Document text Block Start
But it also affects what types of vehicles people buy. When fuel prices are lower, people are more willing to purchase SUVs, trucks, sports cars, and other vehicles that aren’t as fuel-efficient because the cost of ownership is lower. This leads to higher prices on these already high-priced vehicles. Conversely, when the price of fuel goes up, people are more likely to target fuel-efficient sedans or electric vehicles—if they can afford a car at all, as the higher cost of operating their existing vehicles leaves less disposable income.
Interest Rates
As great as it would be to pay for a vehicle upfront, few Americans have that luxury. Most purchases are at least partially financed, and the higher the interest rate, the more you pay. Unfortunately for car buyers, the Federal Reserve has greatly increased the interest rate benchmark to try to get inflation under control. After being virtually zero throughout 2020 and 2021, the effective rate is now sitting at 5.33% as of December 2023.
This has been reflected in car loan rates. According to Statista, the average APR on a 60-month loan for a new car rose from 3.85% in December 2021 to 7.51% in December 2023. For a $40,000 loan, that’s a $70 higher monthly payment and an extra $4,000 of interest over the length of the loan. Used car loan rates are historically even higher than new car rates.
The Outlook
What does it all mean for the future of car prices? Well, some hope may be on the horizon. While many analysts are predicting that it will still be a few years before car production returns to pre-pandemic levels, a report by the United Bank of Switzerland projects worldwide vehicle production for 2023 is on track to be 6% higher than total sales. That could mean price cuts, even if only temporary, as manufacturers and dealers offload surplus inventory. It will be something to keep an eye on as part of the larger pricing picture.
Document text Block End
Exercise aim
What percentage figures appear in the car-price passage above?
Records shown Block Start
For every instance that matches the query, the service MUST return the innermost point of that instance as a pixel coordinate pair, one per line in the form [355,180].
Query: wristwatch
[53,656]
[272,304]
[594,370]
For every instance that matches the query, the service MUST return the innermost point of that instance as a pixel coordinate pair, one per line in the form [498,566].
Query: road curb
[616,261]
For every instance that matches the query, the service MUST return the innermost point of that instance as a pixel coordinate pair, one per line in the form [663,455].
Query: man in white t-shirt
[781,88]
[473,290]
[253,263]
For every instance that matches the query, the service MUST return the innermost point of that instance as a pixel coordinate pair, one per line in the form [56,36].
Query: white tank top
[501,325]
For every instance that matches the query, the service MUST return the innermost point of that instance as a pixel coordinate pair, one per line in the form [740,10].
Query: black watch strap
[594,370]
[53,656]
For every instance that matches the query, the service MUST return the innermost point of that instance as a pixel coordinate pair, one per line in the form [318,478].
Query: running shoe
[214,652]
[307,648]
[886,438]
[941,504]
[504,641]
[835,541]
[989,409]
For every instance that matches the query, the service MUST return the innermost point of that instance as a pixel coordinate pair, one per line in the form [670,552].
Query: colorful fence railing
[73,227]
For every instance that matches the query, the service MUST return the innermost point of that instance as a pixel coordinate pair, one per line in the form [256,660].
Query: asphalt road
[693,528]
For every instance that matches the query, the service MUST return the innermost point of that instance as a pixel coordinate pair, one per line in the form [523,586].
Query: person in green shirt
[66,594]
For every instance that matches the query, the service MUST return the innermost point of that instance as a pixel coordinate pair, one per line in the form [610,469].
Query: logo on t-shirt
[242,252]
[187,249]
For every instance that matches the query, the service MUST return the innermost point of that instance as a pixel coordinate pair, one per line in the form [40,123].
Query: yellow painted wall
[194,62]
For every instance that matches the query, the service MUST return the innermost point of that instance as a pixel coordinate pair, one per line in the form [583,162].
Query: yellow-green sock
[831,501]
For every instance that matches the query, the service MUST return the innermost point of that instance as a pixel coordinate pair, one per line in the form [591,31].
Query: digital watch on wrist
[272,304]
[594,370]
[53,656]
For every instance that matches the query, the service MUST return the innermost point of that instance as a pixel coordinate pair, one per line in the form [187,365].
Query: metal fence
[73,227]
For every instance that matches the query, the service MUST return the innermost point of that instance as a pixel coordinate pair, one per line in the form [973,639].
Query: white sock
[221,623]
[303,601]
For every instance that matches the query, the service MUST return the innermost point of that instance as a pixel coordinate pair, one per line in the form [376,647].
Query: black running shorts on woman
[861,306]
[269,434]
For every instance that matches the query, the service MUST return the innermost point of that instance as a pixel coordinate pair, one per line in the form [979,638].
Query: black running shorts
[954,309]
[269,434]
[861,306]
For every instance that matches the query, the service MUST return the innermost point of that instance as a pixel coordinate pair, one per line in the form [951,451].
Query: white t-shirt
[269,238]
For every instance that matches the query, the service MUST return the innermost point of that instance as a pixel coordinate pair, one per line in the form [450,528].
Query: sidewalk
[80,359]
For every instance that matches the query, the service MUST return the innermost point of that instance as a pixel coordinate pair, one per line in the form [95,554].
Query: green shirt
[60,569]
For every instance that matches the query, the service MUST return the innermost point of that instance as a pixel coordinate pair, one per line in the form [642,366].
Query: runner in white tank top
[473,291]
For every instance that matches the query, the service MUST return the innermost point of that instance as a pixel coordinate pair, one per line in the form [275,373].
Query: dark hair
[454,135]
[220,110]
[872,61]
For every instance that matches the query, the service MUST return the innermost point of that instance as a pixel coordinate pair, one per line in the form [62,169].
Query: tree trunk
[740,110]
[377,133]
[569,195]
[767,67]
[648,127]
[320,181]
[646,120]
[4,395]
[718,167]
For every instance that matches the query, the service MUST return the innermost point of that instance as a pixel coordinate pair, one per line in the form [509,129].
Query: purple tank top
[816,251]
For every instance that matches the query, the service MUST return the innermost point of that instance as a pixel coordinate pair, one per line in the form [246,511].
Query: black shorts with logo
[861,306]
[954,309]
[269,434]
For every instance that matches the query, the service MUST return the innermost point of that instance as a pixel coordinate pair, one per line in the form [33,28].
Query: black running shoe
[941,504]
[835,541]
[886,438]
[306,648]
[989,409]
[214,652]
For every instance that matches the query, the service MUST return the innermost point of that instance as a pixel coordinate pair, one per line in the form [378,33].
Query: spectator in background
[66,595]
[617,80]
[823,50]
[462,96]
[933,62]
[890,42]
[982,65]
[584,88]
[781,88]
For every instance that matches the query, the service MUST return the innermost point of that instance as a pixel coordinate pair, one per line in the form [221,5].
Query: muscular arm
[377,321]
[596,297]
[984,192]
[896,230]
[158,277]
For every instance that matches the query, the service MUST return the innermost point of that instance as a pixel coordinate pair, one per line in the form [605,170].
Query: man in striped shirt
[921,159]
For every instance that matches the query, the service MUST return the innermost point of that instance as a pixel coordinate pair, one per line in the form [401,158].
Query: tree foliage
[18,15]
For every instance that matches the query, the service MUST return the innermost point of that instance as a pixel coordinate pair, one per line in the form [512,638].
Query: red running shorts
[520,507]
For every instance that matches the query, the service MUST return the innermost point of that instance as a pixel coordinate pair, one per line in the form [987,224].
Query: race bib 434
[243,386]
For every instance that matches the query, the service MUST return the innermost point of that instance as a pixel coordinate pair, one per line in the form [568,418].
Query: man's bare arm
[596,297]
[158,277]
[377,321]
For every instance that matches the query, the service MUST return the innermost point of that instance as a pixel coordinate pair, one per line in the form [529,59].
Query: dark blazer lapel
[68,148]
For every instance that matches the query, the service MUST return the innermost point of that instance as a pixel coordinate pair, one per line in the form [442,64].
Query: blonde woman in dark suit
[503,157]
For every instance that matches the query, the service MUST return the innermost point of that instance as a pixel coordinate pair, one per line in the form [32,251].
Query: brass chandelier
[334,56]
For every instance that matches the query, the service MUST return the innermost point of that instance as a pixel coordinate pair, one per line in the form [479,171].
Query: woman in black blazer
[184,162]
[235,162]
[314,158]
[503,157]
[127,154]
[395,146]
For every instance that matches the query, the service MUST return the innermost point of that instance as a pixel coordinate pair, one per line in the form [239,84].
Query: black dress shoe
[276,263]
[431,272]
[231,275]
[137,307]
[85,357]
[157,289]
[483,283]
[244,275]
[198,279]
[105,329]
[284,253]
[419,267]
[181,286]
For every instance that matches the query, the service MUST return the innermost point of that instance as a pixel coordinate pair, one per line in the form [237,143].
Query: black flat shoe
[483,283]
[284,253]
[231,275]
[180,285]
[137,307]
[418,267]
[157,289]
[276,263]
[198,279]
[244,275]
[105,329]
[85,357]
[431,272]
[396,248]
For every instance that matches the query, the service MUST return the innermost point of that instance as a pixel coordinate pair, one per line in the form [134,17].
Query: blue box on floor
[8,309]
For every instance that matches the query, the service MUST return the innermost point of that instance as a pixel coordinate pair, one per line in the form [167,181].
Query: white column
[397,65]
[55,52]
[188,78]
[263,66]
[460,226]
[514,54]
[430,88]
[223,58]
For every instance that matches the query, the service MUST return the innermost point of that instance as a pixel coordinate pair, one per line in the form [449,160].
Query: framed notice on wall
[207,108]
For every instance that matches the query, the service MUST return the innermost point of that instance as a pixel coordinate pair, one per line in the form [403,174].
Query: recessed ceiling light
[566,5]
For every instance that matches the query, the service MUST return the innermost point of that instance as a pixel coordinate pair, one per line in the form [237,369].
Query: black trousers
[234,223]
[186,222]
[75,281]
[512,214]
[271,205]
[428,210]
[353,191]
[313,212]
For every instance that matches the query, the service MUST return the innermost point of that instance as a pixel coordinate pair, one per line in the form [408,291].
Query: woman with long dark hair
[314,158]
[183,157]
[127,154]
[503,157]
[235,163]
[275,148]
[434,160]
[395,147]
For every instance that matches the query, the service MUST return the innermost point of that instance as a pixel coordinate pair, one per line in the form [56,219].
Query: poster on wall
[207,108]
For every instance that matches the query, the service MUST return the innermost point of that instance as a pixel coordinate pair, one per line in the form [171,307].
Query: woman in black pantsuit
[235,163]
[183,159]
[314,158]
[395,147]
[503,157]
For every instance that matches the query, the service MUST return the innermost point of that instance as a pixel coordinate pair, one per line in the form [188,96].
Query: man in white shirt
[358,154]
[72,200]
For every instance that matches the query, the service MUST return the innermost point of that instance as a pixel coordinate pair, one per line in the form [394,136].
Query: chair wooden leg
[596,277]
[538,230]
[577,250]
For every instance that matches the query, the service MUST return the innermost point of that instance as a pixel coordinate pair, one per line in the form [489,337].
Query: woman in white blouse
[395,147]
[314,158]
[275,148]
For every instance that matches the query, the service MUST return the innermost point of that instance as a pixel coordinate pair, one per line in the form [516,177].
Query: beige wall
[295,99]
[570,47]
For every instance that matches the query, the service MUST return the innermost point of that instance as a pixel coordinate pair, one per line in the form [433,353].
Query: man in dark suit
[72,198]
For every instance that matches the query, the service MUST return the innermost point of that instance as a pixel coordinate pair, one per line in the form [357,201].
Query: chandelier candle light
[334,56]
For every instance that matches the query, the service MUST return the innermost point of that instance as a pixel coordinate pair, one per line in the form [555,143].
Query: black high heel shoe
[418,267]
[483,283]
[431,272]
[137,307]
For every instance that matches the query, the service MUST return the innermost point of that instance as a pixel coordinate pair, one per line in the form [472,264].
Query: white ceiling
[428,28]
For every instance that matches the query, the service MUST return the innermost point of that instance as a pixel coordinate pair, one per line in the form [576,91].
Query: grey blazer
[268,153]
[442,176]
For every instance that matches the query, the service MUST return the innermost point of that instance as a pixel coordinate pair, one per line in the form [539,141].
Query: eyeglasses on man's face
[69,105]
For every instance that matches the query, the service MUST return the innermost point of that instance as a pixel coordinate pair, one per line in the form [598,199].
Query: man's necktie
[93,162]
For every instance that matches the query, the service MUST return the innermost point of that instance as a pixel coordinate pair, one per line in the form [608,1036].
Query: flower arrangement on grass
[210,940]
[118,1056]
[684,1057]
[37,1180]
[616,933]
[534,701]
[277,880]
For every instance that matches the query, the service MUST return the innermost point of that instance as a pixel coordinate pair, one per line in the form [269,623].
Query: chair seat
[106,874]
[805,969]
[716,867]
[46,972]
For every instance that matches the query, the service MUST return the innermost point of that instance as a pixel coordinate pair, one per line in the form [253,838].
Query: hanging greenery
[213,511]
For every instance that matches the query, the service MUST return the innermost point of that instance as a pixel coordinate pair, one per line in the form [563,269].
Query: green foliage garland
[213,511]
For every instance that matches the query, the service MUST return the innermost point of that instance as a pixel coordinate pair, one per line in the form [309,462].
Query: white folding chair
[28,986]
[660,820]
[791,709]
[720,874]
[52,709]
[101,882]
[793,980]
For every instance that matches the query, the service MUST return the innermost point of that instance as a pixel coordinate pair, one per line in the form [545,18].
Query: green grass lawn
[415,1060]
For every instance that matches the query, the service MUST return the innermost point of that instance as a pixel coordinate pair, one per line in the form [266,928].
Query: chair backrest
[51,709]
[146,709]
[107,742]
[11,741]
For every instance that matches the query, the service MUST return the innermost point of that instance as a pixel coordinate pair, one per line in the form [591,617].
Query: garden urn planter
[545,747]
Records shown Block End
Written reply
5.33%, 3.85%, 7.51%, 6%